- [Written exercise A]:
Answer these questions using the abstract on relative sea-level rise:
(i) At which conference was the work presented?
(ii) Which experiment made the recent observations of time variations in the Earth's gravity field?
(iii) When was the 'sea-level equation' first formulated?

- [Excerpted passage]:

|
Titel |
Confronting GIA models to a probabilistic surface reconstruction of relative sea-level rise |
VerfasserIn |
Gael Choblet, Laurent Husson, Thomas Bodin, Yann Capdeville |
Konferenz |
EGU General Assembly 2013
|
Medientyp |
Artikel
|
Sprache |
Englisch
|
Digitales Dokument |
PDF |
Erschienen |
In: GRA - Volume 15 (2013) |
Datensatznummer |
250076689
|
|
|
|
Zusammenfassung |
Since the first formulation of the 'sea-level equation' in the late 1960s, GIA modelling of sea-level
change amounts now to a rich litterature. The most recent observations of the time variations
of the Earth's gravity field by the GRACE experiment as well as the latest modelling efforts for the
viscoelastic response of the Earth's mantle to the collapse of the Pleistocene ice sheet (e.g. including
lateral viscosity variations) tend however to indicate that further progress is still required in this field,
with a more precise description of the history of ice sheets since the last glacial maximum and of
the viscous rheology of the mantle.
A complementary approach to the modelling efforts is the observation of relative sea-level rise.

- [Written exercise B]: Count the lines in the records that contain the word "gate", and reply with only that number.

[Location labeling records]
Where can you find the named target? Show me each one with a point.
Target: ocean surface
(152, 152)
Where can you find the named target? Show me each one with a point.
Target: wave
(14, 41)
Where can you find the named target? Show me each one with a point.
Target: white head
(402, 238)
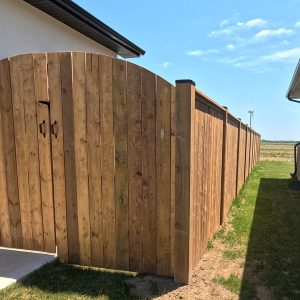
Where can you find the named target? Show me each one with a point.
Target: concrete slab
(17, 264)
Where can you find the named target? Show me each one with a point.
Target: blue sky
(240, 53)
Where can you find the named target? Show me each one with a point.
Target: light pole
(251, 112)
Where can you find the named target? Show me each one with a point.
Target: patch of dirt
(211, 265)
(202, 286)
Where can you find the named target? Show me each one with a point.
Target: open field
(277, 151)
(255, 255)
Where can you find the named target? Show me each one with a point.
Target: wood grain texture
(44, 146)
(5, 234)
(121, 162)
(9, 153)
(94, 157)
(58, 158)
(69, 154)
(149, 170)
(107, 162)
(17, 82)
(135, 184)
(163, 177)
(81, 157)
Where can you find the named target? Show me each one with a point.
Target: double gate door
(28, 134)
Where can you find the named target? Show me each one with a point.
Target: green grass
(232, 283)
(265, 230)
(277, 151)
(263, 236)
(60, 281)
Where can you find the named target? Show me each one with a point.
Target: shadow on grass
(273, 254)
(62, 281)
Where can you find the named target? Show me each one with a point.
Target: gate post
(185, 110)
(224, 163)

- [Written solution A]:
(i) EGU General Assembly 2013
(ii) GRACE
(iii) In the late 1960s

- [Written solution B]: 2